**Available records**.

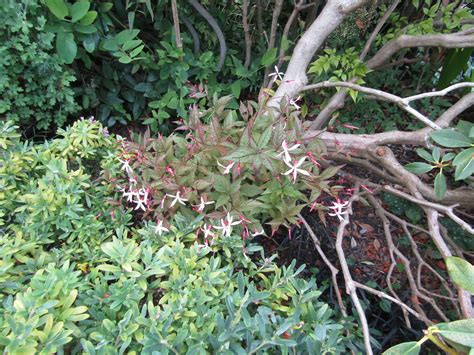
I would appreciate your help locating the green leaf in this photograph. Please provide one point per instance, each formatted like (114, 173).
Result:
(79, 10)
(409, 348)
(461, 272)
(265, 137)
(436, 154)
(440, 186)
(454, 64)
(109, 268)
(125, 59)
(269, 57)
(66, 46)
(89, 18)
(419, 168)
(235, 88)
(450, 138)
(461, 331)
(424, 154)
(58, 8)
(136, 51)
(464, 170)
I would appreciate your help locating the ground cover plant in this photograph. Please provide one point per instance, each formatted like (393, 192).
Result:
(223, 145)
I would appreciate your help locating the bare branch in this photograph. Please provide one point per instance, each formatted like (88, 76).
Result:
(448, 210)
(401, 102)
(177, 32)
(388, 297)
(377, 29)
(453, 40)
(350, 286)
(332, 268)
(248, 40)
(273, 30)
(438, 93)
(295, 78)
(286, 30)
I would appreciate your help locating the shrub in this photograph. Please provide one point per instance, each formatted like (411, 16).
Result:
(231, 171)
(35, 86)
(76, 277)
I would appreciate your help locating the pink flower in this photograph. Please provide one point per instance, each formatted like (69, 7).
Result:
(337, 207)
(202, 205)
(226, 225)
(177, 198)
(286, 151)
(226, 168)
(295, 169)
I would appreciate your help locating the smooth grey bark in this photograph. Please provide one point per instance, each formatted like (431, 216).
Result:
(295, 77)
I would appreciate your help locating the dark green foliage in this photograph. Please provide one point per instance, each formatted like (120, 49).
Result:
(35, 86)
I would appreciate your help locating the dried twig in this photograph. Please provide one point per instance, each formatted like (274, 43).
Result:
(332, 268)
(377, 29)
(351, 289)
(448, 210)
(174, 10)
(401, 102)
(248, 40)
* * *
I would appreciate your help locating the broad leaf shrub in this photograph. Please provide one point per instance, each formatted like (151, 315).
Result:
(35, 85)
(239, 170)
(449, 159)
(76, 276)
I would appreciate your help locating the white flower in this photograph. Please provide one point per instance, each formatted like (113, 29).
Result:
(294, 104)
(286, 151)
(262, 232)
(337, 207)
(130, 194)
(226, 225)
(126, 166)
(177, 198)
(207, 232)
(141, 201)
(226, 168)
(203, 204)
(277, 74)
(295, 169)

**Work instruction**. Copy task for the entries above: every line with the string "Please".

**Result of the task**.
I would appreciate your help locating the green leaf in this photograph. Please provide one point per instance, each formatted like (114, 173).
I would appreciate your help locating the ground cover plant in this photograph. Please provide one point per instance, each formatted like (393, 192).
I would appreciate your help locating the bare branch in this photograph. Please provide one point per instance, each formatted like (88, 76).
I would appreciate your help locating the shrub in this photograph. Please provide one point per instance, each formatted like (411, 16).
I would appreciate your help locating the pink flower in this photograph. Please provide one point per instance, each formatted like (69, 7).
I would appreciate your help locating the smooth grey bark in this photograph. Please provide one point per instance, each formatted like (431, 216).
I would appreciate your help locating the dark green foliage in this photograph. Please provide one point per instance, each formatted like (120, 49).
I would appreciate your help locating the dried twig in this photograph. Please provide one point per instance, each formatted like (274, 43).
I would appreciate your help locating the broad leaf shrub in this photograph. Please provide one point per instance, each formatted like (151, 315).
I would appreciate your help locating the white flower in this photograph. Please provide one point per instance, each formatted like (113, 29).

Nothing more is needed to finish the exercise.